▶ _Short problem 1_:
Rescale part of the listing: reproduce every line from the line containing "Return one point per instance of the castle" through the end of the listing, both ends included. In the answer points, multiply each x and y coordinate by 0.65 and round to a whole number, with halves rounded up. Leave all other wording as is, and leave out the picture.

▶ _Text passage_:
_ _ _ _

In an actual dielectric, circumstances will no doubt be very different from those of the simple case here treated. Yet we seem justified in concluding that, according to the electromagnetics of Lorentz, a local torque of appreciable magnitude is very likely to act upon a moving polarized dielectric and that this torque might conceivably mask completely the effects of the torques upon the true and apparent charges.

8. The Effect of the Mica in Trouton and Noble's Condenser remains therefore in doubt. It may have caused the null result; more likely, however, being crystalline, it should have greatly increased the effect, perhaps with a reversal of sign.

9. The Fine-Structure of the Charge on the Plates might conceivably have a similar effect. The removal or addition of electrons on the surface might form doublets with axes more or less parallel to the surface, and these, by urging the plates toward a position at right angles to the motion, might mask the main effect. Such an effect could be distinguished in a repetition of the experiment through the circumstance that it would depend only on the charge and not, like the main torque, also upon the difference of potential.

_ _ _ _

▶ _Provided records_:
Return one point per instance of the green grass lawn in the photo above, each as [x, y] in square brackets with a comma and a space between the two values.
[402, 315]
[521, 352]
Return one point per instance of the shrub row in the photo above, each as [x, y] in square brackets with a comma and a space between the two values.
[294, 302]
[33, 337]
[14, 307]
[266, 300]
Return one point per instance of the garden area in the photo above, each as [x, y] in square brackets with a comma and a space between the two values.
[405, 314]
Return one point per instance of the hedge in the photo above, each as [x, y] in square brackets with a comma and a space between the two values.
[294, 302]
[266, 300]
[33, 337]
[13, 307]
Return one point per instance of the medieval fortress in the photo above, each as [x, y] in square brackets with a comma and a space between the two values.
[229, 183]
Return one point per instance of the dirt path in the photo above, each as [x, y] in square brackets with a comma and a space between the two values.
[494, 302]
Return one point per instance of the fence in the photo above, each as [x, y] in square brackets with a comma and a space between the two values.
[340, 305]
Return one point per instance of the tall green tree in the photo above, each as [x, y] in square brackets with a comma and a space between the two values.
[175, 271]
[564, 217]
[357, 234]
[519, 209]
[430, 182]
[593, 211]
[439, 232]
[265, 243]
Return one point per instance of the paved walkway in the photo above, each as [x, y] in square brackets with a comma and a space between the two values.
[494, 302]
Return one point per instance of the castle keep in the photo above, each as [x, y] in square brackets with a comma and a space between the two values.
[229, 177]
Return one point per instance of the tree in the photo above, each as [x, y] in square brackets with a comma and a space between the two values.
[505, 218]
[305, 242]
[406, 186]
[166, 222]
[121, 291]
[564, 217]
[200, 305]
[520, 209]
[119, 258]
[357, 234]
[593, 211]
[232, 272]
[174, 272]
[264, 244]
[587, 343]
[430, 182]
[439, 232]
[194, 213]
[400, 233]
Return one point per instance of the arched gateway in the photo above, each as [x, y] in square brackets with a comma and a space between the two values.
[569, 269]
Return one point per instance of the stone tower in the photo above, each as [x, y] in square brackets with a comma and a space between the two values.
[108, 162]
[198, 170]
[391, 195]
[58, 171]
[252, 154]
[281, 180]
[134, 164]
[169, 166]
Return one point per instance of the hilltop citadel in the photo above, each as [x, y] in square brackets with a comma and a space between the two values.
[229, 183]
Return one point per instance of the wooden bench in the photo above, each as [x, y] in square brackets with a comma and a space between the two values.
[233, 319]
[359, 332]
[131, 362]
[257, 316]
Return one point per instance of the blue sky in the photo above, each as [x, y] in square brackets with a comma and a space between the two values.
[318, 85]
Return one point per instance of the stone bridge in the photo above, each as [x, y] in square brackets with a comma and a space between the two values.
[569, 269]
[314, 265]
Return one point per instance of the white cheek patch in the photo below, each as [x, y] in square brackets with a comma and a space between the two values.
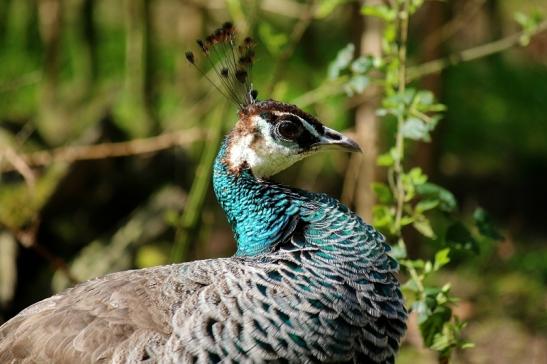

_ _ _ _

▶ _Short problem 2_:
Answer these questions from the passage on Trouton and Noble's experiment:
(a) Whose electromagnetics is cited in concluding that a local torque is likely to act on a moving polarized dielectric?
(b) What property of the mica makes it more likely to have increased the effect?
(c) On what alone would the effect of the fine-structure of the charge depend?

▶ _Problem solution 1_:
Return one point per instance of the castle keep in the photo above, each as [x, y] in square brackets with a comma and a space between the two values.
[149, 115]
Return one point per instance of the tree in the photo above, each as [x, y] in square brackets with a comma and a space between the two values.
[328, 142]
[198, 157]
[264, 121]
[108, 144]
[79, 189]
[367, 141]
[130, 198]
[338, 136]
[77, 168]
[232, 152]
[385, 137]
[151, 177]
[113, 177]
[172, 159]
[382, 223]
[280, 118]
[285, 151]
[126, 138]
[260, 151]
Return one point per instance of the arched gateway in the photo above, each as [x, y] in square brackets with a comma and a space between the two values.
[370, 175]
Return one point per instance of the stone tower in the photo above, each as [x, y] in square brackets with a comma and a space between the two values.
[70, 105]
[129, 111]
[254, 127]
[38, 111]
[164, 100]
[183, 117]
[87, 107]
[110, 108]
Return one point per instance of the hilltop citadel in the photo above, each as [x, y] in square brackets with a comma and a space between the two values.
[149, 119]
Return one point per instance of the wooden bench in the photo above, each as [x, y] in square brackets with a comma and a space between the two values.
[151, 207]
[233, 216]
[85, 235]
[167, 205]
Return one point per instance of the blue sky in the photo above, each as [x, y] in square brackets with a comma and a space between the two values.
[207, 55]
Return one point per instance of the stone bridge in the photo above, each as [x, y] in square brackets with a comma and a space between the two values.
[370, 175]
[204, 172]
Return one point per instance of the white cheek patch in the photo below, each as [x, y] in square brackets with a comma and a space between the two values.

▶ _Problem solution 2_:
(a) Lorentz's.
(b) It is crystalline.
(c) On the charge alone, not also on the difference of potential.